Source excerpt –
___
EA Festival 2025 Speakers

  • Susie Alegre

    Susie Alegre

    An international human rights lawyer and author, Alegre’s first book Freedom to Think highlighted the alarming erosion of the most fundamental of our human freedoms, the freedom to think, by technology, and was chosen by the Financial Times as a Technology Book of the Year in 2022. Her second book, Human Rights, Robot Wrongs: Being Human in the Age of AI, carries forward the inquiry of her first book in the context of AI. Besides technology, Alegre has worked on some of the most challenging legal and political issues of our time, including human rights and security, combating corruption in the developing world, protecting human rights at borders and the human rights impacts of climate change on small islands. Alegre is a Senior Fellow at the Centre for International Governance and Innovation (CIGI).

  • James Canton

    James Canton

    Canton is Director of Wild Writing at the University of Essex. He is the author of Grounded: A Journey into the Landscapes of Our Ancestors (2023), The Oak Papers (2020), Ancient Wonderings: Journeys into Prehistoric Britain (2017) and Out of Essex: Re-Imagining a Literary Landscape (2013), which was inspired by his rural wanderings in East Anglia. He has written for the Guardian, reviews for the TLS and Caught by the River, and is a regular on television and radio.

  • Chloe Dalton

    Chloe Dalton

    Dalton is a foreign policy specialist and writer who spent over a decade working in the UK Parliament and the Foreign and Commonwealth Office, as a special adviser and speechwriter, with a particular focus on human rights and international justice issues. She now works as a consultant on international political and humanitarian issues. A graduate of Oriel College, Oxford University, Dalton recently completed an MBA at Oxford’s Said Business School and published her first book, Raising Hare, last year.
___
Actions to take –
**A)** Write out the passage of the speaker biographies starting with "EA Festival 2025" and going on through "and Innovation (CIGI).".
**B)** According to the speaker biographies, which publication chose Freedom to Think as a Technology Book of the Year in 2022?
**C)** Carry on the EA Festival 2025 speaker biographies from the point at which they end.

Recorded information –
___
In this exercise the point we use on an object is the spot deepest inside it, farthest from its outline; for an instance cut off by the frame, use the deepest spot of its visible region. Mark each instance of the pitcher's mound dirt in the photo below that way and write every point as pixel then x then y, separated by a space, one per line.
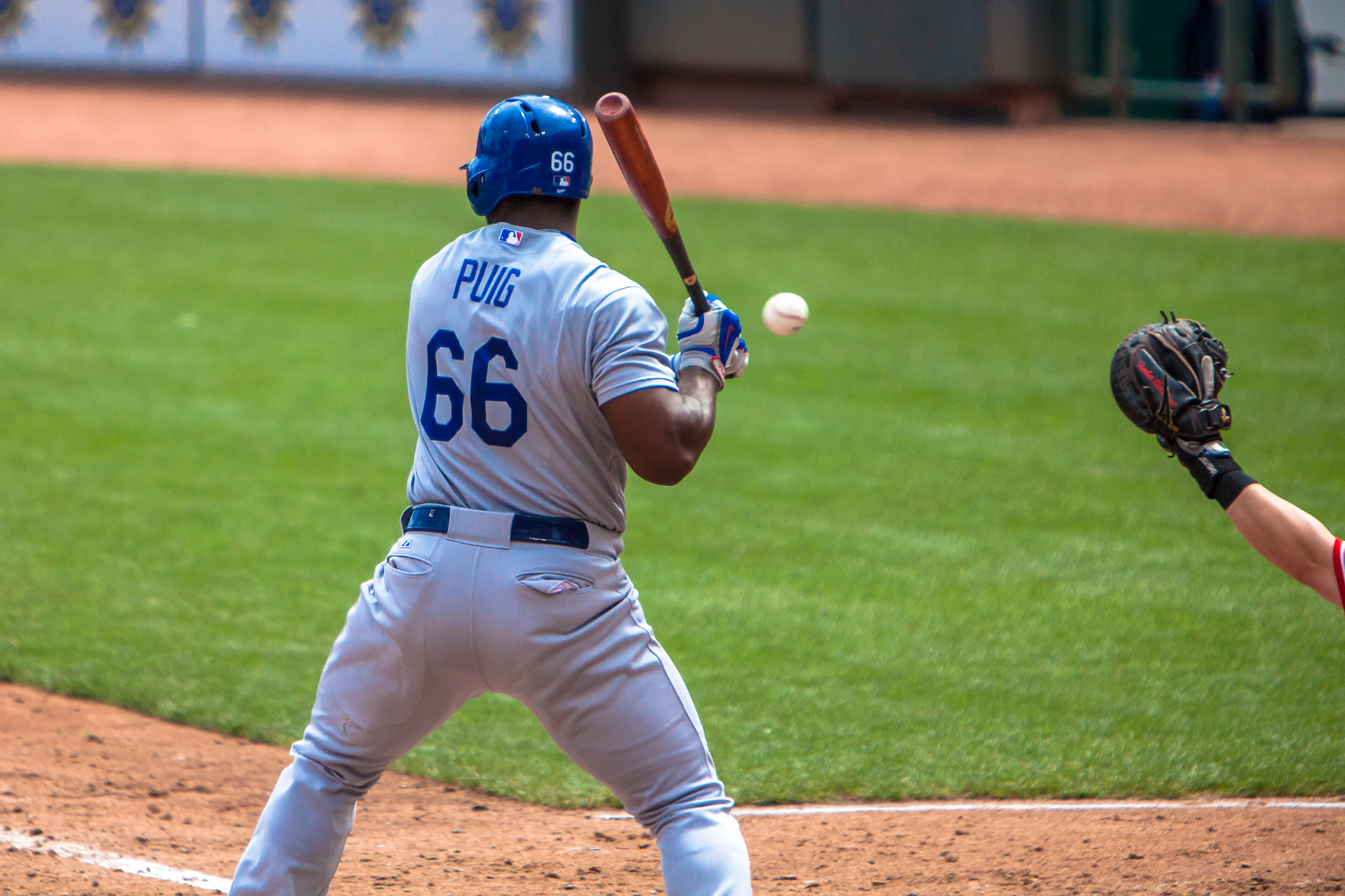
___
Answers per task –
**A)**
EA Festival 2025 Speakers

  • Susie Alegre

    Susie Alegre

    An international human rights lawyer and author, Alegre’s first book Freedom to Think highlighted the alarming erosion of the most fundamental of our human freedoms, the freedom to think, by technology, and was chosen by the Financial Times as a Technology Book of the Year in 2022. Her second book, Human Rights, Robot Wrongs: Being Human in the Age of AI, carries forward the inquiry of her first book in the context of AI. Besides technology, Alegre has worked on some of the most challenging legal and political issues of our time, including human rights and security, combating corruption in the developing world, protecting human rights at borders and the human rights impacts of climate change on small islands. Alegre is a Senior Fellow at the Centre for International Governance and Innovation (CIGI).

**B)** The Financial Times.

**C)**
  • Marcus du Sautoy

    Marcus du Sautoy

    Probably Britain’s best-known mathematician, du Sautoy is the Charles Simonyi Professor for the Public Understanding of Science at Oxford University. Besides having won many awards and distinctions in maths, Marcus is a prodigious polymath whose bibliography includes several books about maths and science, including Creative Code. The latter explores the impact of AI and machine learning on the creative arts and mathematics. Marcus has also hosted several TV shows including the four-part landmark TV series for the BBC called The Story of Maths and collaborated with artists on multi-disciplinary projects in theatre and music. In 2004, Esquire Magazine chose him as one of the 100 most influential people under 40 in Britain. He received an OBE for services to science in 2010.

  • Fuchsia Dunlop

    Fuchsia Dunlop

    Inarguably the top English-speaking expert about Chinese gastronomy in the world, Dunlop trained as a chef at the Sichuan Higher Institute of Cuisine in the 1990s and is the author of seven books including, most recently, Invitation to a Banquet: The Story of Chinese Food. Besides winning the Fortnum and Mason Food Book 2024 award for Invitation to a Banquet, her laurels include four James Beard Awards in the United States, Fortnum and Mason Cookbook of the Year (2020), Guild of Food Writers Food Writer of the Year (2022), The Kate Whiteman Award (2009, 2013) The Andre Simon Award (2017) and the IACP Jane Grigson Award (2009). Fuchsia is a regular contributor to FT Weekend and other publications and to radio and TV shows including Ugly Delicious, Chef’s Table and Anthony Bourdain’s Parts Unknown, in addition to consulting to clients such as Sainsbury’s, Marks & Spencer and Williams Sonoma. Dunlop grew up in Oxford and was educated at Cambridge University, Sichuan University and the School of Oriental and African Studies (SOAS) in London.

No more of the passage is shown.